**Brano dell'esercizio:**
--
In Turchia sui social media circolano video di gente comune che discute sull’autobus delle responsabilità degli ebrei nella diffusione del virus. Le discussioni echeggiano le parole pronunciate il 6 marzo scorso da Fatih Erbakan, leader della formazione islamista Nuovo Partito del Benessere (Yeniden Refah Partisi) e figlio dello storico leader islamista Necmettin Erbakan, del cui pensiero politico lo stesso presidente Erdogan è debitore. In un intervento pubblico costui ha affermato:
«Anche se non ne abbiamo la prova certa, questo virus serve gli interessi del sionismo, che sono quelli di diminuire il numero degli esseri umani e di impedire che cresca. Il sionismo è il batterio vecchio di cinquemila anni che ha causato la sofferenza di tanta gente».
Armi batteriologiche
In Iran vari organi di stampa hanno rilanciato i contenuti di un’intervista rilasciata dal noto complottista americano James Fetzer, professore di filosofia in pensione dell’Università del Minnesota, alla catena televisiva iraniana in lingua inglese Press TV, che è proprietà della Irib, la tivù di Stato iraniana. «Credo che quello a cui stiamo assistendo, sotto il mantello della pretesa epidemia di coronavirus, è un attacco con armi batteriologiche contro l’Iran da parte di elementi sionisti che sfruttano la situazione», dice Fetzer nell’intervista. «È per questo che l’Iran risulta essere colpito così duramente; in altre parole il coronavirus è usato come cortina fumogena per nascondere il fatto che i veri nemici dell’Iran stano deliberatamente prendendo di mira il popolo iraniano».
--
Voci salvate
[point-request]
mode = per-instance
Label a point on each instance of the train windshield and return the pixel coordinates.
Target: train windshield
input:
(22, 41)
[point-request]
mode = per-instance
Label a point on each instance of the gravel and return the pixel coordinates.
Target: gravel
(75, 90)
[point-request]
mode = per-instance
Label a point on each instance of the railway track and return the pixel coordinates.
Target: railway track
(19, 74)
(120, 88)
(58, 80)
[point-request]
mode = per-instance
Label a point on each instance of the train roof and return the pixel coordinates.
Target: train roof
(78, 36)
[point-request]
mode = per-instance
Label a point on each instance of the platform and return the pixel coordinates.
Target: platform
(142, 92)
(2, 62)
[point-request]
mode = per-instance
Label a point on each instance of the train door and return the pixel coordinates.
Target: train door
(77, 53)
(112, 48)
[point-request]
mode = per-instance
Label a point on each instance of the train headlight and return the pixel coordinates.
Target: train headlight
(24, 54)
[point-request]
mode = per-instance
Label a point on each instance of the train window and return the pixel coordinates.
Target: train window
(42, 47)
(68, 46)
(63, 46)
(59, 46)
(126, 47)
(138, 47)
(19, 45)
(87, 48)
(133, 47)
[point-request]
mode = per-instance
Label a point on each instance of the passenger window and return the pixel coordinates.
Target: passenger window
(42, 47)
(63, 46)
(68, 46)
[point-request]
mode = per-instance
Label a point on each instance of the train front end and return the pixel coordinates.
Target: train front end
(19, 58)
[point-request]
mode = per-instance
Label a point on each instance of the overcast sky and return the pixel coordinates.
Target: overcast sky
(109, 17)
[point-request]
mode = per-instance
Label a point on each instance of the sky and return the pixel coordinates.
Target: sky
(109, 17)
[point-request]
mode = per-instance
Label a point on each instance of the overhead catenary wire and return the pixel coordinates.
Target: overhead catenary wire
--
**Dettagli esercizio:**
Prosegui il brano sulle teorie del complotto sul coronavirus diffuse in Turchia e in Iran, ripartendo dopo la sua ultima frase. Le voci non servono per svolgere l'esercizio.

**Risposta:**
Poco dopo il sito di Press TV ha pubblicato un articolo di un altro cospirazionista americano, Kevin Barrett, il quale scrive che i lobbisti di United against a nuclear Iran (Uani), un gruppo di pressione americano favorevole alle sanzioni contro il governo di Tehran, «stanno cercando di amplificare la piaga del coronavirus in Iran, che sono sospettati essi stessi di avere messo a punto, perché altrimenti come potrebbe una compagnia (sic) israeliana pretendere di disporre di un vaccino contro il coronavirus in meno di due settimane, quando tutti gli scienziati dicono che di fronte a una nuova varietà di virus come questa ci vorrà almeno un anno per avere il vaccino?». Proprio così: il fatto che un laboratorio israeliano sia impegnato in prima fila nella ricerca e produzione di un futuro vaccino contro il Covid-19 non ha indebolito, ma rafforzato le tesi del complotto ebraico.
Il complotto del vaccino
Di fatti il giornale algerino Almasdar ha ripreso e fatta propria l’”inchiesta” del giornalista free lance francese di origine maghrebina Hicham Hamza secondo cui l’Istituto di ricerca israeliano Migal, che ha annunciato di poter sviluppare in tempi brevi un vaccino contro il Covid-19 perché ha appena messo a punto un vaccino contro un coronavirus dei polli ad esso molto simile, sarebbe finanziato da un miliardario francese «implicato nella creazione di un laboratorio ultrasensibile di virologia… a Wuhan, zona epicentro del virus». L’inchiesta tira in ballo una non meglio identificata associazione medica francese pro-sionista fondata da Simone Weil che sarebbe in rapporti col Migal e compare sul sito panamza.com, creato da Hicham Hamza. L’algerino Almasdar-dz (sito internet di Almasdar) ne dà notizia sotto il titolo “Una organizzazione sionista dietro il coronavirus e l’entità governativa che afferma di aver scoperto il vaccino”.
Naturalmente mettere a punto un vaccino non è la stessa cosa che disporre di un vaccino da somministrare alle persone: un vaccino messo a punto deve poi passare attraverso fasi di sperimentazione che durano mesi. Ma questa è una sottigliezza che ai fautori della cospirazione giudaica non interessa molto.